Lors d'un point de presse tenu quelques minutes après celui du chef libéral, Stephen Harper est apparu souriant et détendu. Il a rappelé à plusieurs reprises qu'il aurait été inacceptable pour son gouvernement d'établir un seuil national d'accessibilité à l'assurance-emploi de 360 heures de travail, comme le demandaient les partis de l'opposition.

«En fait, ce que je dis maintenant est exactement ce que j'ai dit plus tôt, a fait remarquer le premier ministre au sujet de sa position sur l'assurance-emploi. J'ai dit la semaine dernière que le gouvernement considérerait des changements pour le chômage à l'automne.»

Le chef du Bloc québécois, Gilles Duceppe, un ardent défenseur des chômeurs, est apparu furieux devant les journalistes. «C'est plus que bidon. C'est une perte de temps monumentale que ce comité-là», a-t-il dit.

«Quand Michael Ignatieff s'est regardé dans le miroir, il a vu Stéphane Dion», a-t-il ajouté.

Élections à l'automne?

Le gouvernement minoritaire conservateur avait besoin de l'appui des libéraux pour survivre à ce vote de confiance, puisque le Bloc québécois et le NPD ont déclaré qu'ils voteront contre. Une défaite du gouvernement vendredi aurait provoqué des élections générales le 27 juillet.

Mais cette possibilité est bel et bien évitée, du moins jusqu'à l'automne.

En effet, le chef libéral a obtenu une autre concession de Stephen Harper: le premier ministre s'est engagé à accorder une journée de l'opposition au Parti libéral dès la reprise des travaux parlementaires. Cette journée de l'opposition sera précédée, deux jours de session plus tôt, par le dépôt d'un rapport d'étape supplémentaire, semblable à celui déposé par le gouvernement la semaine dernière et dans lequel ce dernier devra exposer les progrès réalisés dans les projets d'infrastructures et dans son plan de relance économique.

> **Tâches à réaliser**:
• 1. Citez le passage de l'article sur l'assurance-emploi qui va de «Élections à l'automne?» jusqu'à «le 27 juillet.» inclus.
• 2. Poursuivez l'article sur l'assurance-emploi à partir de sa dernière phrase.
Le matériel qui suit provient d'une autre source.

> **Matériel fourni**:
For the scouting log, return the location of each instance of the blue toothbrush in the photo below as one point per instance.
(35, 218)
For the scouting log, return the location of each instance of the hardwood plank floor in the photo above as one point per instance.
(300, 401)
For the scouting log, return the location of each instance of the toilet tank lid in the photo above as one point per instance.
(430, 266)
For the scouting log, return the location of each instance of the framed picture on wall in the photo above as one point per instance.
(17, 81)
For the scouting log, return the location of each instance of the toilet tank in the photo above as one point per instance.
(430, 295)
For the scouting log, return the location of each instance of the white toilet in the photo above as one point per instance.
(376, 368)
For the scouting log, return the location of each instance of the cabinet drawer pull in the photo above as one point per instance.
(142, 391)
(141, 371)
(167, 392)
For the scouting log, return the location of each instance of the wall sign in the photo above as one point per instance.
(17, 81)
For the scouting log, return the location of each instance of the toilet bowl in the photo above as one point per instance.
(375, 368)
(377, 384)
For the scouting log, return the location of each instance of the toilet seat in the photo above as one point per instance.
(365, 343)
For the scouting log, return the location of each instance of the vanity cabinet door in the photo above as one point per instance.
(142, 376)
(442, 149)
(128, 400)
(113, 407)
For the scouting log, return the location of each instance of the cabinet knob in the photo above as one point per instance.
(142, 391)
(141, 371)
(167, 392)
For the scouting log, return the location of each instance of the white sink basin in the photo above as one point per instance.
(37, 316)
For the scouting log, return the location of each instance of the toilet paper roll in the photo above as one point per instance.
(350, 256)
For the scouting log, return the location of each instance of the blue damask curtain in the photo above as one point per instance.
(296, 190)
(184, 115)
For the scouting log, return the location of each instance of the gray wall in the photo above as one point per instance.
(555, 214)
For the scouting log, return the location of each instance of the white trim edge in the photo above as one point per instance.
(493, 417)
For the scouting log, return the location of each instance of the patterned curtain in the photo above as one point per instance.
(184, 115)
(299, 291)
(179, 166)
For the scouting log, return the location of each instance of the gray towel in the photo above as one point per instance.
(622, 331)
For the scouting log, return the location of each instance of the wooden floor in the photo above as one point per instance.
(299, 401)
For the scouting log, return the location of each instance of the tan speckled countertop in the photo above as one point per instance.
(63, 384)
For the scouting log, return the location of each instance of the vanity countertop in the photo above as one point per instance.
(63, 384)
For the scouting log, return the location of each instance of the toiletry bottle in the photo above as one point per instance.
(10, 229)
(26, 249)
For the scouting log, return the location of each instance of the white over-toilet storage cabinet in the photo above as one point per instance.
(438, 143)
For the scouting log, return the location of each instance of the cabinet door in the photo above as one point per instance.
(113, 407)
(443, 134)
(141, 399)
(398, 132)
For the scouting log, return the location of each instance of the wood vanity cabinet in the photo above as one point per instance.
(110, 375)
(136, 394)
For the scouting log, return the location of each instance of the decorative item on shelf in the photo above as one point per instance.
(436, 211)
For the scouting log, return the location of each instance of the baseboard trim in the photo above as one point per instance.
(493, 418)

> **Tâches résolues**:
• 1.
Élections à l'automne?

Le gouvernement minoritaire conservateur avait besoin de l'appui des libéraux pour survivre à ce vote de confiance, puisque le Bloc québécois et le NPD ont déclaré qu'ils voteront contre. Une défaite du gouvernement vendredi aurait provoqué des élections générales le 27 juillet.

• 2.
Ça veut donc dire que les députés de l'opposition pourraient alors tenter de défaire le gouvernement en déposant une motion de censure. Ça pourrait être le cas, par exemple, s'ils ne sont pas satisfaits du travail du comité d'experts ou s'ils jugent que les mesures de relance économique sont insuffisantes.

«J'ai travaillé de mon mieux pour prouver que dans un gouvernement minoritaire, on peut sortir des impasses et trouver des solutions valables pour les Canadiens, a ajouté M. Ignatieff. J'ai demandé des comptes au gouvernement. Il reste, à mon avis, sous le contrôle de l'opposition»

Déjà, Stephen Harper a mis en garde contre des élections automnales. «La population ne veut pas d'une élection et je pense que ça ne va pas changer pendant l'été», a-t-il dit.

«La dernière chose que quiconque devrait faire aujourd'hui est de dire : nous avons une entente maintenant, mais ça veut seulement dire que ce que nous allons vraiment faire est de défaire le gouvernement à l'automne. Ce serait insensé de dire cela. La bonne nouvelle aujourd'hui, la percée que nous avons faite, est cette volonté du gouvernement et de l'opposition officielle de travailler ensemble sur des questions de politiques. Je crois que les Canadiens veulent voir beaucoup plus de cela.»

Quant aux élections qui ont failli avoir lieu cette semaine, «je peux vous assurer que j'étais plus prêt que les autres», a-t-il cependant ajouté.

«Je vous ai écouté, M. Ignatieff»

En échange de son vote vendredi, le chef libéral avait pressé M. Harper de dévoiler avant les vacances estivales la réforme qu'il envisage d'apporter au programme d'assurance-emploi, de détailler les dépenses réalisées dans les projets d'infrastructures, de préciser son plan pour pallier la pénurie d'isotopes médicaux et d'indiquer comment le gouvernement compte rétablir l'équilibre budgétaire.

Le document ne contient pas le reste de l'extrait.